**Directions**
Put every one of the lines below into a Markdown table with a column named "No." for the row number and a column named "Line" for the line itself, skipping any blank lines. Leave the pictures out of the answer.

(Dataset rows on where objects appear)
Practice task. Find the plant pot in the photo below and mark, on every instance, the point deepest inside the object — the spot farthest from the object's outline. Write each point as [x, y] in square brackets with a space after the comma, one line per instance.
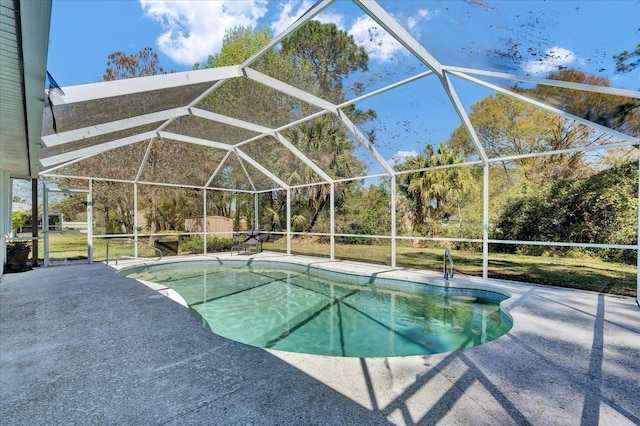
[20, 255]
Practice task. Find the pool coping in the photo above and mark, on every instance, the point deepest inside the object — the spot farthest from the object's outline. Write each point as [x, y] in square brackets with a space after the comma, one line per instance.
[83, 344]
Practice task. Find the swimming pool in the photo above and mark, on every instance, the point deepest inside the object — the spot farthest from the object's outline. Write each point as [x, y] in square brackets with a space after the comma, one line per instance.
[299, 308]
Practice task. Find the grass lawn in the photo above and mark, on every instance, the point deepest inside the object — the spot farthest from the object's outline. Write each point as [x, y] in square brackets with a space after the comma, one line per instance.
[588, 274]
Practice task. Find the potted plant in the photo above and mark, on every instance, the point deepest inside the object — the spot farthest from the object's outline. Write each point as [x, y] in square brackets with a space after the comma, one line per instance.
[18, 250]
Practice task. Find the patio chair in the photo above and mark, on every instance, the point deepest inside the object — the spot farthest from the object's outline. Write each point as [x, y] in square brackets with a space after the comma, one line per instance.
[253, 241]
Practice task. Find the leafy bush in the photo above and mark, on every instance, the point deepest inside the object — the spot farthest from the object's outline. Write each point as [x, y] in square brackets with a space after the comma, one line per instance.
[195, 244]
[18, 219]
[600, 209]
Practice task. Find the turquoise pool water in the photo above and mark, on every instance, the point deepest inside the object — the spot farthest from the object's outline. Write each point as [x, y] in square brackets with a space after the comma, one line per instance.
[297, 308]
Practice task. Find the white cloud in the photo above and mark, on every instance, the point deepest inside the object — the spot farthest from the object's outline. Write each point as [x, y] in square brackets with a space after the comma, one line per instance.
[293, 9]
[194, 30]
[400, 156]
[289, 12]
[380, 45]
[554, 58]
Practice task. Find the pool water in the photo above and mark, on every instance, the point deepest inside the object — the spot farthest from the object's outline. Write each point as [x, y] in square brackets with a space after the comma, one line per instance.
[296, 308]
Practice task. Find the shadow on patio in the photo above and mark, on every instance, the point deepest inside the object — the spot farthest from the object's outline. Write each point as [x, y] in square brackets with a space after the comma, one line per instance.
[80, 344]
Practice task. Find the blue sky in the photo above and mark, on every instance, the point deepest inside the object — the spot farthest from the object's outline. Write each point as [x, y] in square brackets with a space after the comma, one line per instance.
[520, 37]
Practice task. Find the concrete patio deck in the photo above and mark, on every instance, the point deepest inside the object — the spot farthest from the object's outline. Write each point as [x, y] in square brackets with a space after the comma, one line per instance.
[82, 345]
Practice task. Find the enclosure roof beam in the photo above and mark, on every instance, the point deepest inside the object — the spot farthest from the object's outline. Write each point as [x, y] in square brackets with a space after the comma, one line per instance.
[382, 17]
[114, 88]
[313, 11]
[546, 107]
[218, 169]
[113, 126]
[230, 121]
[94, 150]
[464, 117]
[547, 82]
[261, 168]
[385, 89]
[313, 166]
[364, 141]
[194, 140]
[289, 90]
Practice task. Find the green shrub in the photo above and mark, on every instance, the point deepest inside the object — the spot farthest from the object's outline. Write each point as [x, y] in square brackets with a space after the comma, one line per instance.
[195, 244]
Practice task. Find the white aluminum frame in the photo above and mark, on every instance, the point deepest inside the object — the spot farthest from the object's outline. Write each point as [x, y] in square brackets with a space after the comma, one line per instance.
[218, 76]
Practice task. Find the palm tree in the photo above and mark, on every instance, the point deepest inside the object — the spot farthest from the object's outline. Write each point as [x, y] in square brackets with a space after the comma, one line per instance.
[325, 143]
[431, 190]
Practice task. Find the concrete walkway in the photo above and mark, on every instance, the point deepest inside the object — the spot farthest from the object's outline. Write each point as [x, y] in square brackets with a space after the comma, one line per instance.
[82, 345]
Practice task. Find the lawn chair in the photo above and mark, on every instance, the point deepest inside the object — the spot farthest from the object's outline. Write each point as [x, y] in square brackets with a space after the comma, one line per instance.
[253, 241]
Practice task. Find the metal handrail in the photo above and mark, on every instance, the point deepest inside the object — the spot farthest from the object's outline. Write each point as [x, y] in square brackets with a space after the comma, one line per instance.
[447, 256]
[130, 240]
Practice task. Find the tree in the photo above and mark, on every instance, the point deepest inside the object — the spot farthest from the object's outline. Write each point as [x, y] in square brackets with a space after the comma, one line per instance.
[602, 208]
[324, 141]
[331, 53]
[627, 61]
[433, 192]
[616, 112]
[508, 127]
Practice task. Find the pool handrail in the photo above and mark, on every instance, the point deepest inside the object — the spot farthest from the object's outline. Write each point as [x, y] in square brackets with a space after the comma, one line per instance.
[447, 256]
[131, 240]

**Solved exercise**
| No. | Line |
|---|---|
| 1 | Practice task. Find the plant pot in the photo below and mark, on every instance, the point deepest inside the object — the spot farthest from the object's outline. Write each point as [x, y] in square brackets with a space after the comma, one line per instance. |
| 2 | [20, 255] |
| 3 | Practice task. Find the pool coping in the photo above and mark, on every instance, the point deepest inside the object — the spot farthest from the object's outline. Write each point as [x, y] in square brackets with a space after the comma, one line per instance. |
| 4 | [83, 344] |
| 5 | Practice task. Find the swimming pool in the photo above and mark, on every instance, the point deepest inside the object — the spot farthest from the object's outline. Write each point as [x, y] in square brackets with a space after the comma, one line per instance. |
| 6 | [299, 308] |
| 7 | Practice task. Find the grass lawn in the photo above and mark, on every instance, the point deepest inside the object — the spot farthest from the object's outline. Write each point as [x, y] in square brackets with a space after the comma, one line per instance. |
| 8 | [588, 274] |
| 9 | Practice task. Find the potted plant in the photo above and mark, on every instance, the point deepest inside the object — the spot farthest from the object's outline. Write each point as [x, y] in square brackets with a space after the comma, one line per instance. |
| 10 | [18, 250] |
| 11 | Practice task. Find the patio chair in the photo above and mark, on every instance, the point deepest inside the object — the spot farthest from the object's outline. Write each point as [x, y] in square brackets with a space after the comma, one line per instance. |
| 12 | [253, 241] |
| 13 | Practice task. Find the leafy bush in the photo above and mark, on every instance, the point deepest inside the object — the spot farthest from the object's outline. Write each point as [x, y] in square brackets with a space after the comma, one line per instance. |
| 14 | [195, 244] |
| 15 | [18, 219] |
| 16 | [600, 209] |
| 17 | Practice task. Find the turquoise pool water in the photo above and mark, on every instance, the point deepest inside the object — the spot farthest from the object's outline. Write each point as [x, y] in square brackets with a space after the comma, one line per instance. |
| 18 | [297, 308] |
| 19 | Practice task. Find the white cloud in the photo above and mark, on every instance, the point deepest inside the object — the spot farthest from the object's outline. Write each point as [x, y] in square brackets with a space after the comma, one line per instance. |
| 20 | [293, 9] |
| 21 | [194, 30] |
| 22 | [400, 156] |
| 23 | [289, 12] |
| 24 | [380, 45] |
| 25 | [554, 58] |
| 26 | Practice task. Find the pool water in the photo above and mark, on every instance, the point deepest inside the object — the spot farthest from the object's outline. Write each point as [x, y] in square brackets with a space after the comma, one line per instance. |
| 27 | [296, 308] |
| 28 | Practice task. Find the shadow on patio in the photo above and mark, on every instance, the point deepest inside the object — the spot farthest from the object's outline. Write each point as [x, y] in square brackets with a space after the comma, one line per instance. |
| 29 | [80, 344] |
| 30 | Practice task. Find the blue sky in the photo above and mark, on every instance, the point deepest inside the object — the spot farthest from the object's outline. Write each point as [x, y] in square brackets with a space after the comma, one line per instance. |
| 31 | [520, 37] |
| 32 | Practice task. Find the concrete patio deck in the photo above and mark, on every instance, the point deepest inside the object — the spot farthest from the object's outline. Write each point as [x, y] in square brackets with a space after the comma, one line per instance. |
| 33 | [82, 345] |
| 34 | Practice task. Find the enclosure roof beam in the photo above and mark, on every instance, the point deepest inside the object — the spot farthest from the object's outline. Write each point as [x, y] in square brackets with a space after the comma, one line per instance. |
| 35 | [382, 17] |
| 36 | [114, 88] |
| 37 | [313, 11] |
| 38 | [546, 107] |
| 39 | [218, 169] |
| 40 | [113, 126] |
| 41 | [230, 121] |
| 42 | [94, 150] |
| 43 | [464, 117] |
| 44 | [547, 82] |
| 45 | [261, 168] |
| 46 | [385, 89] |
| 47 | [313, 166] |
| 48 | [364, 141] |
| 49 | [194, 140] |
| 50 | [289, 90] |
| 51 | Practice task. Find the green shrub in the photo above and mark, on every instance, the point deepest inside the object — the spot farthest from the object's outline. Write each point as [x, y] in square brackets with a space after the comma, one line per instance. |
| 52 | [195, 244] |
| 53 | Practice task. Find the white aluminum frame in the photo above and mark, on every instance, the point deepest inside the object — the spot farthest from the object's outline. Write each point as [x, y] in square brackets with a space after the comma, one line per instance. |
| 54 | [218, 76] |
| 55 | Practice task. Find the palm tree in the photo above and mark, on every instance, the point deepest inside the object — the spot farthest from the object's outline. Write each point as [x, y] in square brackets with a space after the comma, one line per instance. |
| 56 | [325, 143] |
| 57 | [431, 190] |
| 58 | Practice task. Find the concrete walkway in the photo above and mark, on every instance, the point deepest inside the object — the spot farthest from the object's outline. Write each point as [x, y] in square brackets with a space after the comma, one line per instance. |
| 59 | [82, 345] |
| 60 | Practice task. Find the lawn chair in the photo above and mark, on every instance, the point deepest inside the object — the spot farthest from the object's outline. Write each point as [x, y] in square brackets with a space after the comma, one line per instance. |
| 61 | [253, 241] |
| 62 | Practice task. Find the metal handrail in the photo above and mark, on every instance, the point deepest inside the object — the spot farthest from the object's outline. Write each point as [x, y] in square brackets with a space after the comma, one line per instance. |
| 63 | [447, 256] |
| 64 | [130, 240] |
| 65 | Practice task. Find the tree in the photo above and mark, on every instance, the point deepest inside the object — the spot farthest from the object's outline. Write each point as [x, y] in square brackets with a space after the comma, one line per instance. |
| 66 | [602, 208] |
| 67 | [324, 141] |
| 68 | [331, 53] |
| 69 | [627, 61] |
| 70 | [433, 192] |
| 71 | [616, 112] |
| 72 | [508, 127] |
| 73 | Practice task. Find the pool handrail in the photo above and mark, on every instance, the point deepest inside the object — the spot farthest from the object's outline. Write each point as [x, y] in square brackets with a space after the comma, one line per instance. |
| 74 | [447, 256] |
| 75 | [131, 240] |